▸ Given problem A: In the OMFS article, reproduce the passage from "Christoph's reviews, while" to "would be straightforward.", switching "reviews" to "critiques".
▸ Given problem B: Condense the paragraph of the OMFS article that begins "OMFS supporters note that" into a shorter version that keeps its main facts.

Christoph's reviews, while not always being pleasant reading, tend to be
right on the money with regard to problems in filesystem implementations -
and problems in new filesystems are common. Christoph's stamp of approval
is almost required for the merging of a filesystem, so, when the initial
posting of a filesystem is greeted with reviews that read, nearly in their
entirety, "looks good," one would assume that the path into the mainline
would be straightforward.
The story of OMFS, though, shows that this assumption does not always hold. Reviewers have only been able to find the smallest of details to fix, but there is opposition to its merging, especially from Andrew Morton. The objection is that this filesystem - found on devices like the Rio Karma music player and ReplayTV boxes - has a very small user base. OMFS developer Bob Copeland, in his initial posting, suggested that fewer than twenty people might be using it at this time. New devices with this filesystem are no longer being made, so the chances of the user base growing significantly are small. Andrew's objection is that the addition of any new code creates a new maintenance burden for kernel developers. Whenever a VFS interface is changed, all filesystems must be fixed to work with the new API. So the addition of a filesystem imposes costs which, he says, should be outweighed by the benefits that new filesystem brings. In the case of an obscure filesystem with a small and (presumably) decreasing user base, says Andrew, it is not clear that the benefits are sufficient. He asks:
Just as a thought exercise: should we merge a small and well-written
driver which has zero users?
Andrew would rather see OMFS turned into a user-space filesystem using FUSE. Chris Mason is also concerned:
Even though OMFS seems to be using the generic interfaces well,
there is still a testing burden for every change. Someone needs to
try it, report any problems and get them fixed. Since none of the
people making the changes is likely to have an OMFS test bed, all
of that burden will fall on Bob, his users, and anyone who tries to
compile the module (Andrew).
OMFS supporters note that the code is written well and can serve as an example for other filesystem authors. They also note that code with small user bases is often merged - that, in fact, in some areas, developers have said they want all code, regardless of how few people are using it. Running OMFS through FUSE, they say, would be harder for users to set up and less efficient in operation. Says Christoph:
Moving a simple block based filesystem means it's more complicated,
less efficient because of the additional context switches and
harder to use because you need additional userspace packages and
need to setup fuse.
We made writing block based filesystems trivial in the kernel to grow more support for filesystems like this one. In this case, it looks like Andrew will back down on this one and let the next version of the OMFS patches into -mm. From there, if all goes well, it could make the jump into the mainline, possibly as early as 2.6.27. But Andrew is clearly unhappy about that outcome, and may well raise the question again in the future: is "well written" really sufficient to justify merging new filesystems into the kernel? (Log in to post comments)
I could use it Posted Apr 17, 2008 1:26 UTC (Thu) by JoeBuck (subscriber, #2330) [Link] I have an old Rio Karma I got a few years back; currently to use if from Linux you need to use its Ethernet interface and talk to it with a hacky Java app. It would be nice if it could be mounted directly.
I could use it Posted Apr 18, 2008 5:41 UTC (Fri) by im14u2c (subscriber, #5246) [Link] I went looking to see if there were any redeeming merits to this filesystem that might justify using it other than for interoperability with existing hardware that uses it. It doesn't sound like it's all that charming of a filesystem. Ah well.

▸ Given information:

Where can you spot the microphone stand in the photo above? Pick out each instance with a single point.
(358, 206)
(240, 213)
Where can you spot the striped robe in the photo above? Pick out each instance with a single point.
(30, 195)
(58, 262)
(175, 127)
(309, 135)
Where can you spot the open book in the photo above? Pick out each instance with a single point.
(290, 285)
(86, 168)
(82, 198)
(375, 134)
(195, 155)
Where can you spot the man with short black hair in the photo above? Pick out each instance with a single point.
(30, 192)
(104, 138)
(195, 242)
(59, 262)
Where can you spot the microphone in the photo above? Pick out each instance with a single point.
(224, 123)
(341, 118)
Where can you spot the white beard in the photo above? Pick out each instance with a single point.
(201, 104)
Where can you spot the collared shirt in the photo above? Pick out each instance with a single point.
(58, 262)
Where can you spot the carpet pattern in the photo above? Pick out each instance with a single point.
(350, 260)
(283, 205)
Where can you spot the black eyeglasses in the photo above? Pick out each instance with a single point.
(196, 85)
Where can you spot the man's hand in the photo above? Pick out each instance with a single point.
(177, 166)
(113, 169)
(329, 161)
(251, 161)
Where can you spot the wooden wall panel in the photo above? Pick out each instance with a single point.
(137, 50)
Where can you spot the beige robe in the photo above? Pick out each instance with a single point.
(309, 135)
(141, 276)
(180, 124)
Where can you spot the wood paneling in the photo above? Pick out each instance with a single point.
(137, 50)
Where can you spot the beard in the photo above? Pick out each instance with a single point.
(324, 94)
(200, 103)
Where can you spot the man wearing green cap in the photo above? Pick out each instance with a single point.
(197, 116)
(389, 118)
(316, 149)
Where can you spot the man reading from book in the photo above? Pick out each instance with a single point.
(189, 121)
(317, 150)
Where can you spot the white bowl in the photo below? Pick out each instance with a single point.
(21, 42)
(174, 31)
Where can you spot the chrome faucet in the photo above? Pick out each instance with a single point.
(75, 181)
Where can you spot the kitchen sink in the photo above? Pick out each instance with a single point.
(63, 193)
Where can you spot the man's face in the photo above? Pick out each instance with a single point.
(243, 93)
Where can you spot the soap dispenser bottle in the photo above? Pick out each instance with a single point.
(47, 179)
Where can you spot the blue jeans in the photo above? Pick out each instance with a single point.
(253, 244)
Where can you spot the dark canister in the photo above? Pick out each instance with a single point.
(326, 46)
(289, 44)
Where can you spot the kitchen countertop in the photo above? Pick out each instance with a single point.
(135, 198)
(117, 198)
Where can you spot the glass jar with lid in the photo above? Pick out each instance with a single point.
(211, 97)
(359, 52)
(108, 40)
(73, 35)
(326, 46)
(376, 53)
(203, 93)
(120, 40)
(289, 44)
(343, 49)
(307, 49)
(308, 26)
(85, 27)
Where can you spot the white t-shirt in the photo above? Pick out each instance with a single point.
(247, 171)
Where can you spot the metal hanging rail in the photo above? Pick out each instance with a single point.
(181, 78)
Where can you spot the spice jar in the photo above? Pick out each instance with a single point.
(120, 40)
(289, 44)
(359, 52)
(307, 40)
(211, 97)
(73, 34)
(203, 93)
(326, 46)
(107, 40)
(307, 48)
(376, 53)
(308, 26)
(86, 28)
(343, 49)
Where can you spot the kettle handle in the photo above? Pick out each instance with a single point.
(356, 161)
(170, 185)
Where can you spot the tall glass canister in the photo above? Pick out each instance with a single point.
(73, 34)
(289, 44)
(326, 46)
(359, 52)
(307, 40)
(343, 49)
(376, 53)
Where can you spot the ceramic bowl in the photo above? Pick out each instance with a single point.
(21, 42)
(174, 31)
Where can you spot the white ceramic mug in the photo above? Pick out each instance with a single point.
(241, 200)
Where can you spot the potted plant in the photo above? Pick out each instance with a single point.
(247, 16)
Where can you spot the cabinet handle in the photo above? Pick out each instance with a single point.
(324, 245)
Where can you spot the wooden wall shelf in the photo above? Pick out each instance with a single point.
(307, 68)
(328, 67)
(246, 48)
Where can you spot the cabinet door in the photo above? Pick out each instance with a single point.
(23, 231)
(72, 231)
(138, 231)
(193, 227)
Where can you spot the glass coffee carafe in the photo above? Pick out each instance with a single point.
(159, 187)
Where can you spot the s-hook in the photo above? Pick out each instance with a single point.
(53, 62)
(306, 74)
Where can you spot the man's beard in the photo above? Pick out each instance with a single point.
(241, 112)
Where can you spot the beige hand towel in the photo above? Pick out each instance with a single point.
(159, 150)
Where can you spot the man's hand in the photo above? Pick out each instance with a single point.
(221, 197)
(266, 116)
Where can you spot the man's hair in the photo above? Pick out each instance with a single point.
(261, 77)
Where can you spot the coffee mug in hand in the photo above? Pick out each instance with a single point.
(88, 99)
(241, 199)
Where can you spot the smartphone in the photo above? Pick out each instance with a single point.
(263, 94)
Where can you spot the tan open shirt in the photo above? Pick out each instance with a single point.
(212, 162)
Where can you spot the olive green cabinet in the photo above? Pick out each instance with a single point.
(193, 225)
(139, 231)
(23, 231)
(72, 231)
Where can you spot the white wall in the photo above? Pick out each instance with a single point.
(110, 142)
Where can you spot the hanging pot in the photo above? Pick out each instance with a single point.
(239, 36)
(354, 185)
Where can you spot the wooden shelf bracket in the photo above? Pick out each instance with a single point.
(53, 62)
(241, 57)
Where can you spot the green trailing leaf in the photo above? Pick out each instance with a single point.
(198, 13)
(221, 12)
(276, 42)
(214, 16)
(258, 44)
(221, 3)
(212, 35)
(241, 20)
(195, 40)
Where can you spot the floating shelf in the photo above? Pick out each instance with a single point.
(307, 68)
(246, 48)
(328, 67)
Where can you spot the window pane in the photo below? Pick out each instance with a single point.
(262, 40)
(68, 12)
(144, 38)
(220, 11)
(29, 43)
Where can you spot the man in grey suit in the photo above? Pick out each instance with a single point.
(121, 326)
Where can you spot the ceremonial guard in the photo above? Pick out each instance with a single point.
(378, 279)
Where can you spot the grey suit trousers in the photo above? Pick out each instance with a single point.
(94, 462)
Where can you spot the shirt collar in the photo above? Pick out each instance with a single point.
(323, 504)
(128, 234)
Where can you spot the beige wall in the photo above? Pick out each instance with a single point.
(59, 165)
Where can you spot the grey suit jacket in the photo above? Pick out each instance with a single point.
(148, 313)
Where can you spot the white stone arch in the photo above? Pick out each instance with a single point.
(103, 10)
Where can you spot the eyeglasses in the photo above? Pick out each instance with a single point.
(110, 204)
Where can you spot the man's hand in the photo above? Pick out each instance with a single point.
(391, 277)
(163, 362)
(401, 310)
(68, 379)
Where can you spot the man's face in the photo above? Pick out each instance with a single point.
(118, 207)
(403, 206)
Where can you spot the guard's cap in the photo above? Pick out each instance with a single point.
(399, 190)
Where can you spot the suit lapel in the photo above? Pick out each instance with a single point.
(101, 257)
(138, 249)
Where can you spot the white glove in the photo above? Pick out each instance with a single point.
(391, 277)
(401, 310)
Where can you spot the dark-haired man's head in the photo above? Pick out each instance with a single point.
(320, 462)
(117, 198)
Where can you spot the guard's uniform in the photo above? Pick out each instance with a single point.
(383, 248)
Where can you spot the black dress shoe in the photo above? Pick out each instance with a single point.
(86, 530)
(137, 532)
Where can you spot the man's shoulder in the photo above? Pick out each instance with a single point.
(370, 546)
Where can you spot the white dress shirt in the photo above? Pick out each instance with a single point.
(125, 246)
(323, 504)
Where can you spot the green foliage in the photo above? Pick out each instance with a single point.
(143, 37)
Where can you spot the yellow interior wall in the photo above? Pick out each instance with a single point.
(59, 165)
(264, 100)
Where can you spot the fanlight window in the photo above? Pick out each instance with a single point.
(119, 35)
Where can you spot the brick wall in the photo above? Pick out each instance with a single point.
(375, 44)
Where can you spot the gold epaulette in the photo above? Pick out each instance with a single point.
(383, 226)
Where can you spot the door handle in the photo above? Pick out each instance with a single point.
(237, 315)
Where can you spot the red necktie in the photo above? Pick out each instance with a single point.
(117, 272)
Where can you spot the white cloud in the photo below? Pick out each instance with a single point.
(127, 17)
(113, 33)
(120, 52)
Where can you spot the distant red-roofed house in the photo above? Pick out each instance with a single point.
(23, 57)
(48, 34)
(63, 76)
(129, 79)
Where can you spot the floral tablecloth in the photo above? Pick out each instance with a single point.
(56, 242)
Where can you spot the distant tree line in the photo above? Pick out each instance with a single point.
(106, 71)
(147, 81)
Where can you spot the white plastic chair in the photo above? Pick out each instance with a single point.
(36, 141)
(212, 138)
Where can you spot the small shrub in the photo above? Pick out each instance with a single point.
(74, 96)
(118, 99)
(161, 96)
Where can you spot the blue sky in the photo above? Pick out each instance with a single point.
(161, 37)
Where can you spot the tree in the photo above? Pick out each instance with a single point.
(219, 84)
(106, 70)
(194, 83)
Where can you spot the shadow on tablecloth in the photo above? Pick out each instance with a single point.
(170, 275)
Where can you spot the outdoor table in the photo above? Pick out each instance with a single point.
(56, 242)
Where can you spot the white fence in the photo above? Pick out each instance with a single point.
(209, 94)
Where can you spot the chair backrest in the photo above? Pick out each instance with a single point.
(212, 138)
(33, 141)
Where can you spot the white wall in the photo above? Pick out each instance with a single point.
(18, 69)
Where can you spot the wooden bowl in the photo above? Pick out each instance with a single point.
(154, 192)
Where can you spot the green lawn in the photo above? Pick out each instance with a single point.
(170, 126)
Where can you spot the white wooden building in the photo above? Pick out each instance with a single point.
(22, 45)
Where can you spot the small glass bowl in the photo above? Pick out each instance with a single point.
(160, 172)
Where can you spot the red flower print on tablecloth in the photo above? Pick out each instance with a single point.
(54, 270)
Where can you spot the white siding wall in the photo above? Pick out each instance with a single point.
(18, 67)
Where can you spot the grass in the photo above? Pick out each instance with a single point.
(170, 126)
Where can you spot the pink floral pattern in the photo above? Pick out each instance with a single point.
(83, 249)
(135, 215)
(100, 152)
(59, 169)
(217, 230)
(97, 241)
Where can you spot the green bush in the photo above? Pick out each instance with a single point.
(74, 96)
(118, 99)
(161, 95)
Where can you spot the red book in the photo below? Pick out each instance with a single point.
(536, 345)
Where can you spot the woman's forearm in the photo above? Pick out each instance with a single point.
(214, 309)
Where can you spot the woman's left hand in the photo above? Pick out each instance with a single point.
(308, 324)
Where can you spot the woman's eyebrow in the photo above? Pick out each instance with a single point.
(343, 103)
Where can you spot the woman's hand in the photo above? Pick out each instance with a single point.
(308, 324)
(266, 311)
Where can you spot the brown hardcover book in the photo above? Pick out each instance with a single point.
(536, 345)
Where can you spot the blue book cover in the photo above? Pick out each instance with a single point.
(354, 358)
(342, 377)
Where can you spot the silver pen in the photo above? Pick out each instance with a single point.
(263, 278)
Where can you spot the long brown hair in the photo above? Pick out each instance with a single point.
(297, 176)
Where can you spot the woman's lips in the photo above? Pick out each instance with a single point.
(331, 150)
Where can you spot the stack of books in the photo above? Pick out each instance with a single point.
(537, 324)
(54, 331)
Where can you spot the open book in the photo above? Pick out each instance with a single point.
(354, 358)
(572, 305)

▸ Exercise response A:
Christoph's critiques, while not always being pleasant reading, tend to be
right on the money with regard to problems in filesystem implementations -
and problems in new filesystems are common. Christoph's stamp of approval
is almost required for the merging of a filesystem, so, when the initial
posting of a filesystem is greeted with critiques that read, nearly in their
entirety, "looks good," one would assume that the path into the mainline
would be straightforward.

▸ Exercise response B: OMFS supporters say the code is well written and could serve as a model for other filesystem authors. They point out that code with few users is often merged, and that developers in some areas want all code, no matter how few people use it. They also argue that running OMFS through FUSE would be harder for users to set up and less efficient.